■ **Problems to solve**:
a) According to the text on welding the car panel, what should clean metal look like before welding?
b) For each statement, say whether it agrees with the text on welding the car panel, and quote the words that decide it.
(i) The area of the panel being welded had previously been lead welded.
(ii) Aluminum can be colored with a torch to reveal incompatible alloys.
(iii) Leftover solder or braze alloys harm only the filler metal.
c) Carry the text on welding the car panel forward from its last sentence.

■ **Given text**:
* * * *

Here's the link to the photos I took of the panel.

Part of my issue when welding the panel,which I learned afterwards is that this area was previously "lead welded". I'm fairly sure the lead contaminated the welds as I was going along. Either way, its a mess and needing g to be fixed. I fixtured some 22 g steel at the same height and orientation as the panel of the car and practiced in the thinner material. The Welds came out like I'd hoped

The metal must be clean prior to welding, brazing, soldering.
This means "bright and evenly-colored" and achieved by sanding, wire wheel, vigorous brushing.
any residues of "solder" or "braze" metal alloys - copper, zinc, tin, lead, etc will seriously degrade both the parent metal and the filler that is being added.
Cannot emphasize this point enough.


How to see dis-similar alloys on the steel clearly:

"Coloring" steel (not aluminum or brass or stainless ...) can be done with the torch and creating the blue-purple oxidation color with the flame, which reveals any alloys not compatible with the steel.

* * * *

■ **Data shown**:
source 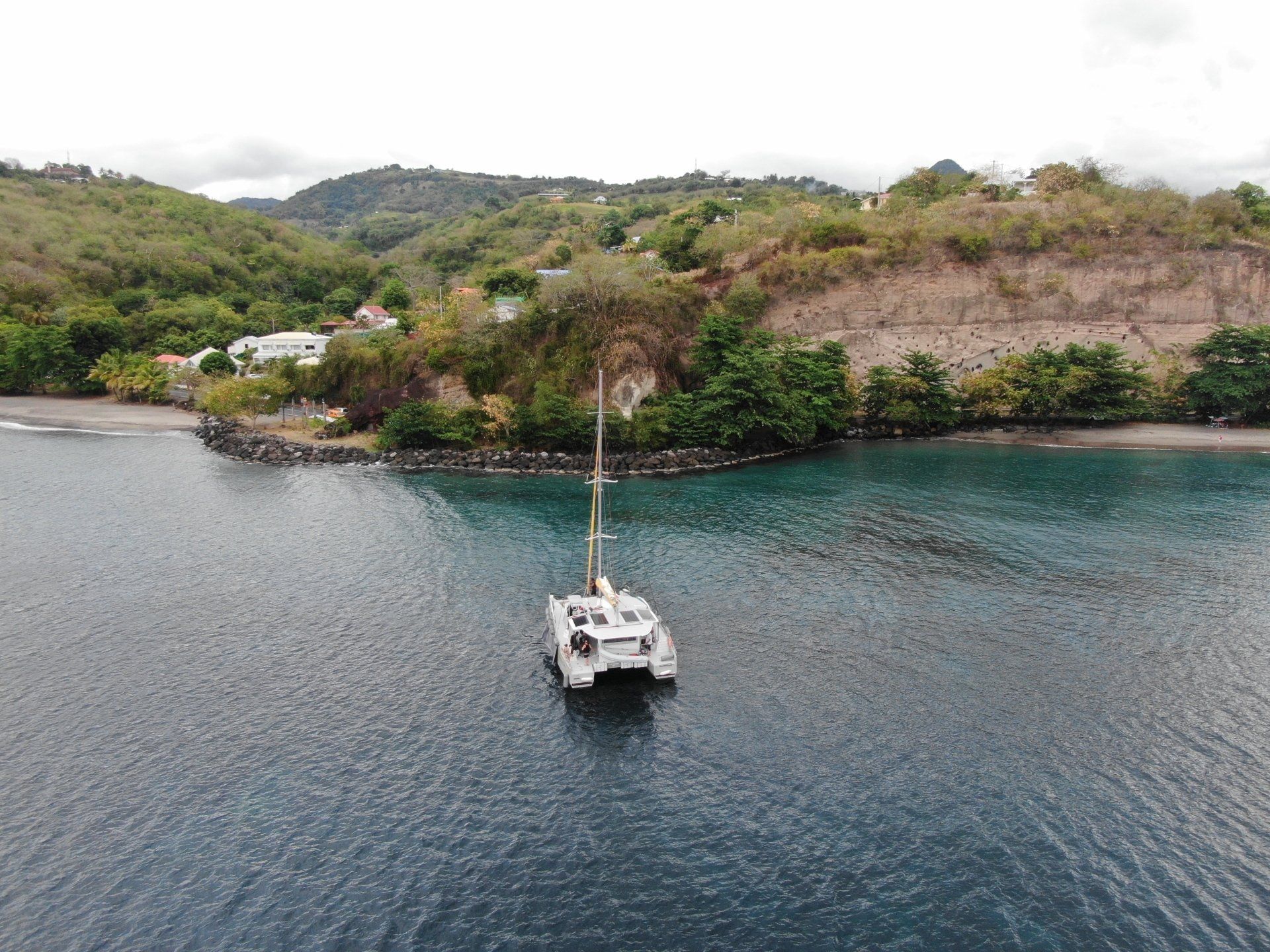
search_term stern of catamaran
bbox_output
[548,579,678,688]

* * * *

■ **Per-task outputs**:
a) Bright and evenly-colored.

b)
(i) Yes: "this area was previously "lead welded""
(ii) No: ""Coloring" steel (not aluminum or brass or stainless ...)"
(iii) No: "will seriously degrade both the parent metal and the filler that is being added"

c)
So, you color the steel, shut off torch, inspect the area, sand the alloy off, and color again. Check again. (Do not quench the hot steel.)
Repeat until the area is completely bright silver, both sides.

Both sides.
I've been doing this since I was a pup.

Had lots of learning via practice-by-failure. Hard to find really good info, sometimes, and very hard when no time exists to search.

As you are finding, good info will be parallel.


(ps. "lead welding" or "lead burning" is used to join lead parts for batteries or bus-bars. However - "Body soldering" is the old-school body shop / car factory method of loading semi-molten lead solder onto auto bodies as filler. Was done to millions of cars, since 1915, or so.)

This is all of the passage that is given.